Region pointing data:
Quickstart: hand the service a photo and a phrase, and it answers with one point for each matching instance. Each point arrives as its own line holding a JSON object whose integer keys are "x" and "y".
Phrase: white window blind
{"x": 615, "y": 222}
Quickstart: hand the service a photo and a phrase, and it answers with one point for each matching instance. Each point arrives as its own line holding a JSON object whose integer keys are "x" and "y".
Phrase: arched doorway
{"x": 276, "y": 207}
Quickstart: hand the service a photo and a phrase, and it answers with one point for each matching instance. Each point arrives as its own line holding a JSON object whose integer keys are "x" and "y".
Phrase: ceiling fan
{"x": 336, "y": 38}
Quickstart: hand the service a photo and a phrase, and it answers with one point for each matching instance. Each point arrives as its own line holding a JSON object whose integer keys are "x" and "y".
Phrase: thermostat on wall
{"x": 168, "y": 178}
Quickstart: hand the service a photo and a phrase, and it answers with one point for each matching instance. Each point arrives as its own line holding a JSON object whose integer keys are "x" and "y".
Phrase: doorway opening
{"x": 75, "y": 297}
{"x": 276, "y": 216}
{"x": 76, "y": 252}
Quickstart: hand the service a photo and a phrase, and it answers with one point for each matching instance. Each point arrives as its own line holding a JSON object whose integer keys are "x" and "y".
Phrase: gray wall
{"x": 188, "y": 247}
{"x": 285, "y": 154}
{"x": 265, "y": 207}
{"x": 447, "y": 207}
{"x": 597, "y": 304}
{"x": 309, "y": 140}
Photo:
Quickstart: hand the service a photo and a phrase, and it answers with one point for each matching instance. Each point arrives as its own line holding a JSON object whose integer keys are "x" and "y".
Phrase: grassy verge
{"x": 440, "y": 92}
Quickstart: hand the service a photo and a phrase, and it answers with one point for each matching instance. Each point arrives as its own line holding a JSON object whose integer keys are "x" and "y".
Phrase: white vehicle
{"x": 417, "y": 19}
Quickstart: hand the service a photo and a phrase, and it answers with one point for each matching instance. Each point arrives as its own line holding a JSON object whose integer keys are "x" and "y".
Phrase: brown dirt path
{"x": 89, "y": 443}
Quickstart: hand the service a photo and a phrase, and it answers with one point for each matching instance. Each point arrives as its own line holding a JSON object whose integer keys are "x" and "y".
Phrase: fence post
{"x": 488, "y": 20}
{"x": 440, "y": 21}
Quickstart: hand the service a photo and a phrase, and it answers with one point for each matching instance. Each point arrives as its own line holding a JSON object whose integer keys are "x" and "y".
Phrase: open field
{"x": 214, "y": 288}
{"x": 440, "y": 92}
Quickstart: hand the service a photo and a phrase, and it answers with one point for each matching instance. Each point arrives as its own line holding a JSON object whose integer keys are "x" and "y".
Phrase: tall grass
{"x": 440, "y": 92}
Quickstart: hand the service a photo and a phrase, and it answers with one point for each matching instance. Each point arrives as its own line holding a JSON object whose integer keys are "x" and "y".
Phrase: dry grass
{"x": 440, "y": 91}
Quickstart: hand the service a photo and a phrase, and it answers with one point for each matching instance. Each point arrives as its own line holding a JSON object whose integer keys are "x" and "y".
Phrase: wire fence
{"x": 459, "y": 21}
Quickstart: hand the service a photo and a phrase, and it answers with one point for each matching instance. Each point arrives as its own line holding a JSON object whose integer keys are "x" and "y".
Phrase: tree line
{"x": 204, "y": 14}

Problem to solve:
This task calls for an exact reproduction of the lines that start at the one containing "Phrase: wire fence" and continue to the end of the entries above.

Task answer:
Phrase: wire fence
{"x": 459, "y": 21}
Quickstart: hand the service a photo and a phrase, and it answers with one point for each matching instance. Each point arrives as its own line holding a JSON object whose integer keys are "x" and "y".
Phrase: tree line
{"x": 204, "y": 14}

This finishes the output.